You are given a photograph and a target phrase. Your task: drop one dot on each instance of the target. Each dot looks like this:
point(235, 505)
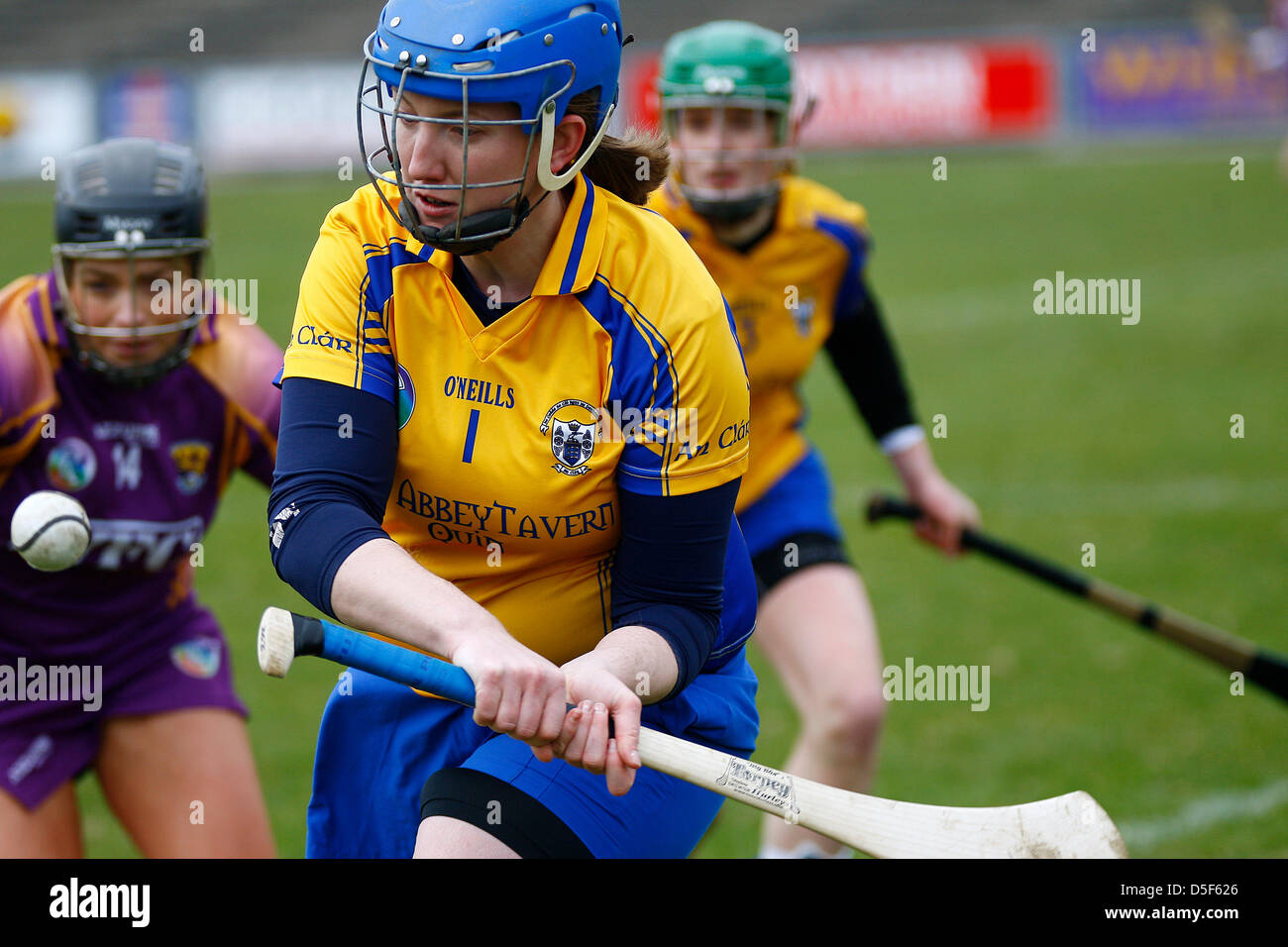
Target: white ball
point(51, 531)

════════

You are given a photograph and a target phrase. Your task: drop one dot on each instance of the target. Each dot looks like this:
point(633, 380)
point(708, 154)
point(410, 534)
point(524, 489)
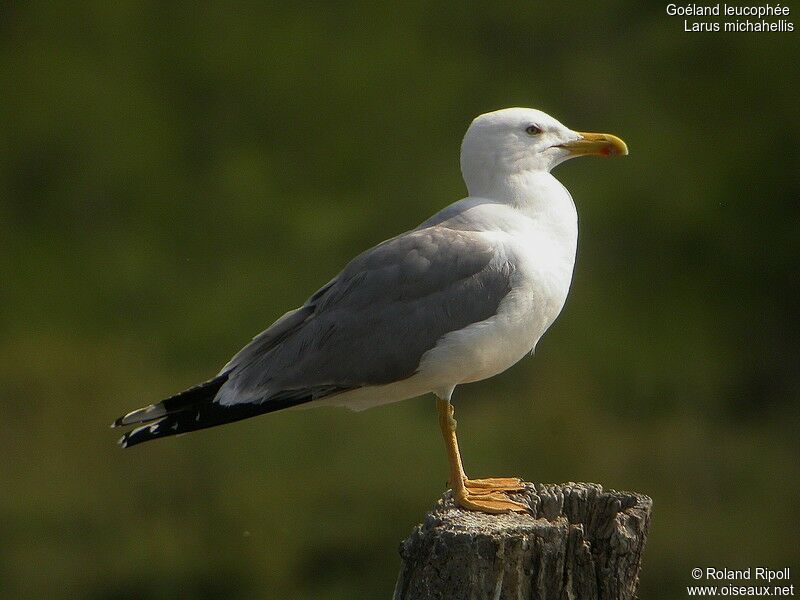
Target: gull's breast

════════

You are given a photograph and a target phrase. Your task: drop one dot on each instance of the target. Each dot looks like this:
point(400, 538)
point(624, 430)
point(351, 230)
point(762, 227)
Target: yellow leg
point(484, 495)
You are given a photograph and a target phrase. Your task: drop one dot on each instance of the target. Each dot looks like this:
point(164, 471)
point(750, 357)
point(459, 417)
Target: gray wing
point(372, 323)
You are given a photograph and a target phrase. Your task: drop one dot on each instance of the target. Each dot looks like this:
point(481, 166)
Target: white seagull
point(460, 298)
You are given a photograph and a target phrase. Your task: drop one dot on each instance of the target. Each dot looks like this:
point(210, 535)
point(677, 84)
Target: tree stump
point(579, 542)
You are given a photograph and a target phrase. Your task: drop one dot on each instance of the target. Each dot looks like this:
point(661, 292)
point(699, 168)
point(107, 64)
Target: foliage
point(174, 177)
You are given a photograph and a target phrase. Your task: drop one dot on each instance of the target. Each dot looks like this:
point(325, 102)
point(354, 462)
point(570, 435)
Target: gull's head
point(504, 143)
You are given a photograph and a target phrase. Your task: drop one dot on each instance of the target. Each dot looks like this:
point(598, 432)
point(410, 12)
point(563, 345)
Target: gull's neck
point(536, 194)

════════

→ **TASK DIRECTIONS**: Could you restate word for word the lines above, from the one that contains "Target: tree stump" through the one that contains "point(598, 432)", and no others?

→ **WORKED SOLUTION**:
Target: tree stump
point(579, 542)
You are given a photograph and a target phrase. Your task: drop one dot on each instance of the target. Each dot looks like this:
point(661, 292)
point(699, 168)
point(107, 64)
Target: foliage
point(174, 177)
You are given a photograph and a target phrase. Your task: drop one dot on each instance of the target. Each dot looks like this:
point(325, 102)
point(354, 462)
point(570, 435)
Target: gull's head
point(504, 143)
You are given a photograph and a target phrase. Your task: drop one dot on each instance of the target. Each dot looks like this:
point(598, 432)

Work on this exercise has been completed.